◆ TASK TO CARRY OUT ◆
Gather every line in the rows below that contains the string "wall" and copy each one out.

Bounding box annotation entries
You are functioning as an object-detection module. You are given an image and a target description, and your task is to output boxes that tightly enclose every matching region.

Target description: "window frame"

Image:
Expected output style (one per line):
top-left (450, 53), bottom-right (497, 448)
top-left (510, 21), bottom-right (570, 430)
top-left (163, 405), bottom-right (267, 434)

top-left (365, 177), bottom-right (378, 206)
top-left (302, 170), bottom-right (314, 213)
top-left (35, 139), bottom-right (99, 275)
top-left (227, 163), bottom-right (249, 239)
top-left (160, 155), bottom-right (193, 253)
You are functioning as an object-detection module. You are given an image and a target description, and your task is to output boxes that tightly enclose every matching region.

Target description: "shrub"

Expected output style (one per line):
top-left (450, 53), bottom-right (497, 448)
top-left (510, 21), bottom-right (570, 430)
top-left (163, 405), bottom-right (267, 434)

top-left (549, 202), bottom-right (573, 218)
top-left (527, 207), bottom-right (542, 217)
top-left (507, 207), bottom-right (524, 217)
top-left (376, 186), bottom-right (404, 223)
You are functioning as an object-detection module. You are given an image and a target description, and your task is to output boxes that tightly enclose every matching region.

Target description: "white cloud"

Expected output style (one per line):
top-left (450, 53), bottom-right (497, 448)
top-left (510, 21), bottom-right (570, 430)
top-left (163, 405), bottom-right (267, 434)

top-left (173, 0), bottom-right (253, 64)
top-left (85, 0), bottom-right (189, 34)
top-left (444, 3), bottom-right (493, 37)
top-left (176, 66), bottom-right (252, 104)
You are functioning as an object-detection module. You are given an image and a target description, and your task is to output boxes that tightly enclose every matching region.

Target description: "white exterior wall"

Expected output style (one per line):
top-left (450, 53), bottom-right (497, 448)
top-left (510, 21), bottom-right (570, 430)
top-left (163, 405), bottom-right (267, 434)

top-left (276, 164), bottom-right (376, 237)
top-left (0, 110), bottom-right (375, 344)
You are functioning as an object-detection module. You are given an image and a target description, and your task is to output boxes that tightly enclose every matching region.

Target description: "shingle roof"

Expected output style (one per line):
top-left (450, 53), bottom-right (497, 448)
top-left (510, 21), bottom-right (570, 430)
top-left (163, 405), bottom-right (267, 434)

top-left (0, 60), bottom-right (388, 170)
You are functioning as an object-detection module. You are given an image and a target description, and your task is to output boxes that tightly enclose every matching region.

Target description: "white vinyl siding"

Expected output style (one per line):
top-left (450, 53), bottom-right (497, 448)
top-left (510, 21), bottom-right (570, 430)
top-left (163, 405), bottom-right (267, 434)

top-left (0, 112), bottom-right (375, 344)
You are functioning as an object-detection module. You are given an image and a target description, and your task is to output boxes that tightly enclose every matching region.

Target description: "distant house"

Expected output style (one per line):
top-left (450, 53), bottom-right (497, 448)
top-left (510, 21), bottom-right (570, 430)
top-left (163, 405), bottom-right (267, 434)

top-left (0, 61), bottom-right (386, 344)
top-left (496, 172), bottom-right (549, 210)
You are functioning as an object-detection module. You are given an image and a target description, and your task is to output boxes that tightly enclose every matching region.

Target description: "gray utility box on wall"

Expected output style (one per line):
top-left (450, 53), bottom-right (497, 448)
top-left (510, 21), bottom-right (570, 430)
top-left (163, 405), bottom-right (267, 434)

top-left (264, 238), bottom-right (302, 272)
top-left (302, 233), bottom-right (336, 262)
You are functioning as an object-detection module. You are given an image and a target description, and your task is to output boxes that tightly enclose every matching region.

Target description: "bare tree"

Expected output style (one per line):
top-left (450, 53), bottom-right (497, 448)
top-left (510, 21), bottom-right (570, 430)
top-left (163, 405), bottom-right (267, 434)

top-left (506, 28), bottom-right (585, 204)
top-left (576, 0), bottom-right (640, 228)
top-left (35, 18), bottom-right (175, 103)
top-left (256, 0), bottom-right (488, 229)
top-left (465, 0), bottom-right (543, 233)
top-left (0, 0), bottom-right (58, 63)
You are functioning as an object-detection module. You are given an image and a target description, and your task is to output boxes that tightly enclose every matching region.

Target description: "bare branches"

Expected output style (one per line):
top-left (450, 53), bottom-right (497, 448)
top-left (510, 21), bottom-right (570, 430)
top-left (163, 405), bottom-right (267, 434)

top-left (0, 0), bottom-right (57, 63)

==

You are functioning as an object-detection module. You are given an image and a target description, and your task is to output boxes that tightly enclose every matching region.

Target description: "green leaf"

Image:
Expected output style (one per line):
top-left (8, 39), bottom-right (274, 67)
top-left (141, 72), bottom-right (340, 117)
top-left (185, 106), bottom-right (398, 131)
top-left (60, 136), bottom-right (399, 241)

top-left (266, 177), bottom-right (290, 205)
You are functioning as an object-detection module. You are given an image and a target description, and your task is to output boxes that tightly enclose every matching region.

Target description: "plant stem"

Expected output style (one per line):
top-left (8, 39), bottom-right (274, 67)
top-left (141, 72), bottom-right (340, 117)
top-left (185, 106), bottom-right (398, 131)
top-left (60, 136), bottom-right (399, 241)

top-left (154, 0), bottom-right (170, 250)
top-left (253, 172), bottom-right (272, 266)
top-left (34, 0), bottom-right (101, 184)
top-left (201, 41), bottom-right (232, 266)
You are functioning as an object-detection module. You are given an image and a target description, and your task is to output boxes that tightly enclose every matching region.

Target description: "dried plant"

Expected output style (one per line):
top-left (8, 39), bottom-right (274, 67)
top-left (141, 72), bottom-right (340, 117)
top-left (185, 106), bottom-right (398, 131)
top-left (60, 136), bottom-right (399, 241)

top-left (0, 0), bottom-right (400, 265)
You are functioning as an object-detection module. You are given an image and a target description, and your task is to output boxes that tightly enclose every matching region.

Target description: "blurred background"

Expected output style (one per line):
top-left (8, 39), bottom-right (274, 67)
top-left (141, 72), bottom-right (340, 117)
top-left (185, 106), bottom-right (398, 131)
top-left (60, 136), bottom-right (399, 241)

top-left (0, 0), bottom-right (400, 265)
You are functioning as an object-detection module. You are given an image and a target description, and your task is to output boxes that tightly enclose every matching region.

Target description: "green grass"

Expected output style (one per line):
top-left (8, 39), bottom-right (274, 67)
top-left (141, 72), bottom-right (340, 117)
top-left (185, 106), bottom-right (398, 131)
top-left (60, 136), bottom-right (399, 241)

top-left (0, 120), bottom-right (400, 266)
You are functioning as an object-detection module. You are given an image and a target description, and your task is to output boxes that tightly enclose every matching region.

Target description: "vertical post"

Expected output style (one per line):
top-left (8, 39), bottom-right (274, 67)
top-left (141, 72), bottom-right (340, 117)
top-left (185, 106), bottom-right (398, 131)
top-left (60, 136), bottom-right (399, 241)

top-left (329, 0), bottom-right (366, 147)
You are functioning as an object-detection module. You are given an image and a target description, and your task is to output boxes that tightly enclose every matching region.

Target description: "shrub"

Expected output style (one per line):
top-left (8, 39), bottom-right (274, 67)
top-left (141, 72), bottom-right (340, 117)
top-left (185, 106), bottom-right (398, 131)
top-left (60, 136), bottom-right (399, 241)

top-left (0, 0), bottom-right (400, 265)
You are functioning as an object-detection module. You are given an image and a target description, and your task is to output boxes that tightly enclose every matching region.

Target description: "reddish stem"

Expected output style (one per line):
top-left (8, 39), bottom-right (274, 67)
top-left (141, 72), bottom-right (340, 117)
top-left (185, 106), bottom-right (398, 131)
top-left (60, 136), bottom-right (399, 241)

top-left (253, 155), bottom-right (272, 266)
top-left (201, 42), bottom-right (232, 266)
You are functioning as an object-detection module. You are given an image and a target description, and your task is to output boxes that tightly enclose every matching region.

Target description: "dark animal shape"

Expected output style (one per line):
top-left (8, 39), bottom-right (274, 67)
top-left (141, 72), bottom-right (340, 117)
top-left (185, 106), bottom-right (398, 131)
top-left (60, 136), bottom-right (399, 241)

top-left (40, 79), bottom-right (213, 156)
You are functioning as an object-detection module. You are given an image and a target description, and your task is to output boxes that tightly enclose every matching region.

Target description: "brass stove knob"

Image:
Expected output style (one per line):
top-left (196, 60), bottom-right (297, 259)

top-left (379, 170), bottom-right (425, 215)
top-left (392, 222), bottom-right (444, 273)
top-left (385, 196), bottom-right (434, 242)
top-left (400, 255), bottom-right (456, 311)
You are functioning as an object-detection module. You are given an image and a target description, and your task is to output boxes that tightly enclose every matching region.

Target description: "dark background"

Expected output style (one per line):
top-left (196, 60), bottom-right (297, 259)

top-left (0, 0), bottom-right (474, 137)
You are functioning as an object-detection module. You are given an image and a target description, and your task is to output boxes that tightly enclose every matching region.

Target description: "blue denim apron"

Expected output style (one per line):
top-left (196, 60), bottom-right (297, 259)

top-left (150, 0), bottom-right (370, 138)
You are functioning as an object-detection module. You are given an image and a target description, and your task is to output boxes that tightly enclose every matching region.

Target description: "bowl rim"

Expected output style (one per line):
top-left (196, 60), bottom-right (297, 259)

◆ EXERCISE OUTPUT ◆
Target description: "white exterior wall"
Target description: "gray utility box on wall"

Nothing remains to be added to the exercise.